→ INSTRUCTIONS FOR THE TASK
Go through the records and give each one again exactly.

→ AVAILABLE RECORDS
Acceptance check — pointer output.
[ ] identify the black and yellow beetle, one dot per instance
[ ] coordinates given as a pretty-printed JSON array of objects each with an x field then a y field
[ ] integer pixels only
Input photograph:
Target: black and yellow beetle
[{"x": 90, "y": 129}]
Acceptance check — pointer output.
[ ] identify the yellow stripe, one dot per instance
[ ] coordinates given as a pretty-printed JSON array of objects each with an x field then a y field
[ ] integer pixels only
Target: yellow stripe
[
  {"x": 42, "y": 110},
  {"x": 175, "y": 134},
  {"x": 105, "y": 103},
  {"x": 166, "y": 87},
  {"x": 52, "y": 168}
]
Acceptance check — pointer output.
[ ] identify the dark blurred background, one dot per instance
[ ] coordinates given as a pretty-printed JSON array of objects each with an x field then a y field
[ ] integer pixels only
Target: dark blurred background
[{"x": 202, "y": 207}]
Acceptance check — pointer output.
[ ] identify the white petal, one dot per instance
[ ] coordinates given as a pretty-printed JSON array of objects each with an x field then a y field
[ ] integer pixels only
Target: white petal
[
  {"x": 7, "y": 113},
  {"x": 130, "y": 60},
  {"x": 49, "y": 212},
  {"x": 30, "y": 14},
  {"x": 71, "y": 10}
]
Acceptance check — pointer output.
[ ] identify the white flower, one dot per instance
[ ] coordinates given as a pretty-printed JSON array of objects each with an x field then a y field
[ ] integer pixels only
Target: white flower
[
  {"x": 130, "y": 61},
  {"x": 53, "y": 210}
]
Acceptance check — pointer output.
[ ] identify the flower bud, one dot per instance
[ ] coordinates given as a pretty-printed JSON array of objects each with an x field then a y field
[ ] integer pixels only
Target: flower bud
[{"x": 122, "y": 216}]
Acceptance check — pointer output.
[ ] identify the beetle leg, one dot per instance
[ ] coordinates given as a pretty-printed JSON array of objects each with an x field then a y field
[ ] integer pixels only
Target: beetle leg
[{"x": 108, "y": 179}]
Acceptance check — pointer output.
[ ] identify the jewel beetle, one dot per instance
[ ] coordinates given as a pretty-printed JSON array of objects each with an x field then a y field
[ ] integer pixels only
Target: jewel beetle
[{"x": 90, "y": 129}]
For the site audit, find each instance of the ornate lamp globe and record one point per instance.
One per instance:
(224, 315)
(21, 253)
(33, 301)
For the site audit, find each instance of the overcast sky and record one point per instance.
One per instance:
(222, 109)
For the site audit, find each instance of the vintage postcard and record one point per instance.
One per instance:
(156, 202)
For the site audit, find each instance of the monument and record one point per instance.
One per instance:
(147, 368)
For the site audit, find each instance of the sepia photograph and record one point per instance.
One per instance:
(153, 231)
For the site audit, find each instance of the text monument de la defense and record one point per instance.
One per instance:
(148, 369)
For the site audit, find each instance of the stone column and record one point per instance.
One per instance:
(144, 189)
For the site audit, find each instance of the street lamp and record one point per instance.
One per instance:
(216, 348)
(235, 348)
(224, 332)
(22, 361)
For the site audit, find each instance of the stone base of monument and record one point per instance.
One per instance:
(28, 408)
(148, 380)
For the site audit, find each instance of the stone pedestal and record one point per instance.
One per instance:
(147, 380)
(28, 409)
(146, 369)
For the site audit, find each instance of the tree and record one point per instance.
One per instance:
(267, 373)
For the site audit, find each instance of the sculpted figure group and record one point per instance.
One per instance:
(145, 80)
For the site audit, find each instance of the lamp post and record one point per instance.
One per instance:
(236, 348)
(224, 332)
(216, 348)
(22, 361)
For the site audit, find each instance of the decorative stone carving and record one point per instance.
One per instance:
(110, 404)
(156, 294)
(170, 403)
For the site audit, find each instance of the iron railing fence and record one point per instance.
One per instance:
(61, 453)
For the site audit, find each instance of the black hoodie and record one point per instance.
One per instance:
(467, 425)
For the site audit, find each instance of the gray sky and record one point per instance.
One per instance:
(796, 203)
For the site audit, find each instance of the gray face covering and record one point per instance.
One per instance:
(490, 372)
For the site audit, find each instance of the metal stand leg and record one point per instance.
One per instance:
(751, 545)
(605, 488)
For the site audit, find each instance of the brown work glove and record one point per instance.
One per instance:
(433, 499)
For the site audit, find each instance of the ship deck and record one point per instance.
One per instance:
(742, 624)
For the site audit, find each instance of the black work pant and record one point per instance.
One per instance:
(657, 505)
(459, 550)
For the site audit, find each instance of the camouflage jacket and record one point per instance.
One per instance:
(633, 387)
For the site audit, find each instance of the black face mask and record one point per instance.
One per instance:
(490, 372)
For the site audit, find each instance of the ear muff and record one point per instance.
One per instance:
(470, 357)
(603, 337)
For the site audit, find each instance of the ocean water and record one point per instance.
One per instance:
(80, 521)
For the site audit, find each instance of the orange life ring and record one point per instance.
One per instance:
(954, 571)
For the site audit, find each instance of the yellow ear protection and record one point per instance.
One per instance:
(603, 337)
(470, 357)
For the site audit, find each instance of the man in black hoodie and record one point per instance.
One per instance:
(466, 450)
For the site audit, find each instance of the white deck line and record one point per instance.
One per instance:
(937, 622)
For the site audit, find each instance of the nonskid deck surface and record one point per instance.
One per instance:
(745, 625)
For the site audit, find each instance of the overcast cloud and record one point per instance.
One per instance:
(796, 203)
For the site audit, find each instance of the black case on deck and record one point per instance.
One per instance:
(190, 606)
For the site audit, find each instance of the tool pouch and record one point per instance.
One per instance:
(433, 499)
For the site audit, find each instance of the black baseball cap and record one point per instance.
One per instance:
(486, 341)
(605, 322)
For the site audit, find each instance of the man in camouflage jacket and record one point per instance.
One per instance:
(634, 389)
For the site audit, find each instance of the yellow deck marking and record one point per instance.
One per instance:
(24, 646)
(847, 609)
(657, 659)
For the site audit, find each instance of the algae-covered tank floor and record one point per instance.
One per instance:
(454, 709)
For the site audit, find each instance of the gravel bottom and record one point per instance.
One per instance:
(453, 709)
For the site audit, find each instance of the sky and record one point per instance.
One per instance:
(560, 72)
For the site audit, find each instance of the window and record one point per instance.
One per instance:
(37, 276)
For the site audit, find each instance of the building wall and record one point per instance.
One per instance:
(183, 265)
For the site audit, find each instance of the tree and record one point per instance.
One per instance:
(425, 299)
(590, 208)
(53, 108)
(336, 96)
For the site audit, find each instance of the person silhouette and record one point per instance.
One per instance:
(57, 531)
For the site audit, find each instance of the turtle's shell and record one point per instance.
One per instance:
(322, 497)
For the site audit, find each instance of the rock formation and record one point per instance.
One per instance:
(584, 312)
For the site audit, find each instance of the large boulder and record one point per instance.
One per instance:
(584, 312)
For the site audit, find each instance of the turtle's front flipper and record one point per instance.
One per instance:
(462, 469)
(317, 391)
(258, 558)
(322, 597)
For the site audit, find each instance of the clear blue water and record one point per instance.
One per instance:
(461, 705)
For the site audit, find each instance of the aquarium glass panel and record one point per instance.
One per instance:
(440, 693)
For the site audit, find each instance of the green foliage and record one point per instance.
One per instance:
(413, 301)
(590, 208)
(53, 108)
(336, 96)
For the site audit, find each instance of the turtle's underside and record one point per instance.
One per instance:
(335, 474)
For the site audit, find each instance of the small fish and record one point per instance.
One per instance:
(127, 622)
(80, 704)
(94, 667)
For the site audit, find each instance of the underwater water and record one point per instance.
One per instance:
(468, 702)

→ FULL OUTPUT
Acceptance check — pointer output.
[ ] identify the black and yellow beetle, one dot per instance
[ ] coordinates given as a pretty-printed JSON array of objects each with an x field then a y field
[ ] integer pixels only
Input photograph:
Target: black and yellow beetle
[{"x": 90, "y": 129}]
Acceptance check — pointer output.
[ ] identify the yellow stripe, one dot per instance
[ ] coordinates given as a pretty-printed JSON array of objects each with an x field then a y field
[ ] integer pixels only
Target: yellow stripe
[
  {"x": 42, "y": 110},
  {"x": 175, "y": 134},
  {"x": 105, "y": 103},
  {"x": 166, "y": 87},
  {"x": 52, "y": 168}
]
Acceptance check — pointer output.
[ ] identify the dark blurred background, one dot per instance
[ ] coordinates given as a pretty-printed JSON array of objects each with an x field then a y field
[ ] integer pixels only
Target: dark blurred background
[{"x": 202, "y": 207}]
Acceptance check — pointer output.
[ ] identify the white petal, one dot per instance
[ ] coordinates given as a pretty-printed JSON array of objects each with an x field then a y field
[ ] integer pixels only
Target: white petal
[
  {"x": 7, "y": 113},
  {"x": 130, "y": 60},
  {"x": 49, "y": 212},
  {"x": 30, "y": 14},
  {"x": 71, "y": 10}
]
Acceptance check — pointer output.
[ ] identify the white flower, one dot per instance
[ ] coordinates given as a pretty-printed JSON array of objects each with an x field then a y field
[ ] integer pixels only
Target: white flower
[
  {"x": 130, "y": 61},
  {"x": 53, "y": 210}
]
Acceptance check — pointer output.
[ ] identify the flower bud, one dot per instance
[ ] coordinates given as a pretty-printed JSON array of objects each with an x field then a y field
[ ] integer pixels only
Target: flower bud
[{"x": 122, "y": 216}]
Acceptance check — pointer output.
[ ] identify the beetle leg, one dot per instance
[ ] coordinates given as a pretty-printed JSON array of objects each with an x field then a y field
[ ] integer pixels only
Target: beetle leg
[{"x": 108, "y": 179}]
Acceptance check — pointer output.
[ ] identify the jewel beetle, one dot per instance
[ ] coordinates given as a pretty-printed JSON array of objects each with an x field then a y field
[ ] integer pixels only
Target: jewel beetle
[{"x": 90, "y": 129}]
For the site audit, find each instance of the ornate lamp globe and record one point per instance.
One per instance:
(224, 315)
(21, 253)
(33, 301)
For the site audit, find each instance of the overcast sky and record one point per instance.
One per instance:
(222, 109)
For the site audit, find each instance of the vintage postcard and record one point per instance.
One per instance:
(156, 202)
For the site audit, find each instance of the monument and record one point per instance.
One per instance:
(147, 368)
For the site audit, find each instance of the sepia photograph and record one point per instance.
One per instance:
(153, 231)
For the site audit, find each instance of the text monument de la defense and record one point per instance.
One per instance:
(148, 369)
For the site audit, find each instance of the stone column and record one point per instance.
One per instance:
(144, 189)
For the site audit, find each instance of the street lamp and record one point per instance.
One per instance:
(216, 348)
(235, 348)
(224, 332)
(22, 361)
For the site audit, find each instance of the stone base of monument and record one point per instance.
One per instance:
(28, 408)
(148, 380)
For the site audit, find each instance of the stone pedestal and record one point per instance.
One per instance:
(147, 380)
(28, 409)
(146, 369)
For the site audit, find each instance of the tree and record one point per instance.
One per instance:
(267, 373)
For the site audit, find each instance of the sculpted figure group and record one point per instance.
One per instance:
(145, 80)
For the site audit, find each instance of the lamp post and record one point per instance.
One per instance:
(236, 348)
(224, 332)
(216, 348)
(22, 361)
For the site audit, find each instance of the decorative stone carving and record one point per instance.
One per instance:
(110, 404)
(156, 294)
(170, 403)
For the site audit, find each instance of the iron railing fence and record one point per instance.
One per instance:
(61, 453)
For the site audit, find each instance of the black hoodie and record one point per instance.
One per instance:
(467, 425)
For the site audit, find each instance of the gray sky and record one point per instance.
One per instance:
(796, 203)
For the site audit, find each instance of the gray face covering and record one point per instance.
One per instance:
(490, 372)
For the site audit, find each instance of the metal stand leg and record one point per instance.
One per instance:
(751, 545)
(605, 488)
For the site audit, find each instance of the brown work glove and record one point per instance.
One per instance:
(433, 499)
For the site audit, find each instance of the ship deck and record one point per instance.
One per instance:
(742, 624)
For the site audit, find each instance of the black work pant and record one point per instance.
One per instance:
(657, 505)
(459, 550)
For the site audit, find each instance of the camouflage jacket and record one point per instance.
One per instance:
(633, 387)
For the site audit, find each instance of the black face mask and record one point per instance.
One per instance:
(490, 372)
For the site audit, find each instance of the ear muff and record one point per instance.
One per instance:
(470, 357)
(603, 337)
For the site audit, find each instance of the ocean water and record one point per instance.
One per instance:
(80, 521)
For the site audit, find each instance of the orange life ring and record one point per instance.
One per instance:
(954, 571)
For the site audit, find each instance of the yellow ear protection and record one point per instance.
One per instance:
(603, 337)
(470, 357)
For the site audit, find each instance of the man in black hoodie and record one point per instance.
One per instance:
(466, 450)
For the site audit, find each instance of the white deck line and record one point per instance.
One per instance:
(937, 622)
For the site audit, find each instance of the nonskid deck surface and record one point per instance.
One per instance:
(745, 625)
For the site audit, find each instance of the overcast cloud and record one point per instance.
One per instance:
(796, 203)
For the site audit, find each instance of the black case on deck and record one point per instance.
One per instance:
(190, 606)
For the site audit, find each instance of the tool pouch and record one point per instance.
One per instance:
(433, 499)
For the site audit, find each instance of the black baseball cap and record one point per instance.
One per instance:
(486, 341)
(605, 322)
For the site audit, find each instance of the man in camouflage jacket and record one point per instance.
One per instance:
(634, 389)
For the site audit, find each instance of the yellow deck marking and record one point per instance.
One per instance:
(24, 646)
(847, 609)
(657, 659)
For the site audit, find each instance of the algae-covered tank floor and record one point per instance.
One per instance:
(454, 709)
For the site audit, find each instance of the gravel bottom and record one point per instance.
One per instance:
(453, 709)
For the site audit, find each instance of the sky and record one point per instance.
One per instance:
(560, 72)
For the site audit, find each instance of the window and record one point per instance.
One per instance:
(37, 276)
For the site audit, find each instance of the building wall and record one point per instance.
One per instance:
(183, 265)
For the site audit, find each instance of the tree and record one point per instance.
One per instance:
(425, 299)
(590, 208)
(53, 108)
(336, 96)
For the site audit, find each instance of the person silhouette and record one point per instance.
One per instance:
(57, 531)
For the site audit, find each instance of the turtle's shell and record one point per instance.
One per instance:
(322, 497)
For the site audit, find each instance of the rock formation and record one point per instance.
One per instance:
(584, 312)
For the site audit, find each instance of the large boulder and record one point per instance.
One per instance:
(584, 312)
For the site audit, find each instance of the turtle's front flipper and record one point per instance.
One per instance:
(462, 469)
(317, 391)
(258, 558)
(322, 597)
For the site audit, find each instance of the clear blue water and record one point per instance.
One per instance:
(461, 705)
For the site audit, find each instance of the aquarium glass panel and record one point per instance.
One per instance:
(440, 693)
For the site audit, find each instance of the green foliage and record one point per instance.
One per instance:
(413, 301)
(590, 208)
(53, 108)
(336, 96)
For the site audit, find each instance of the turtle's underside and record one point per instance.
One per instance:
(335, 474)
For the site audit, find each instance of the small fish and record one point per instance.
One per instance:
(127, 622)
(80, 704)
(94, 667)
For the site audit, find each instance of the underwater water and record one point per instance.
One per instance:
(468, 702)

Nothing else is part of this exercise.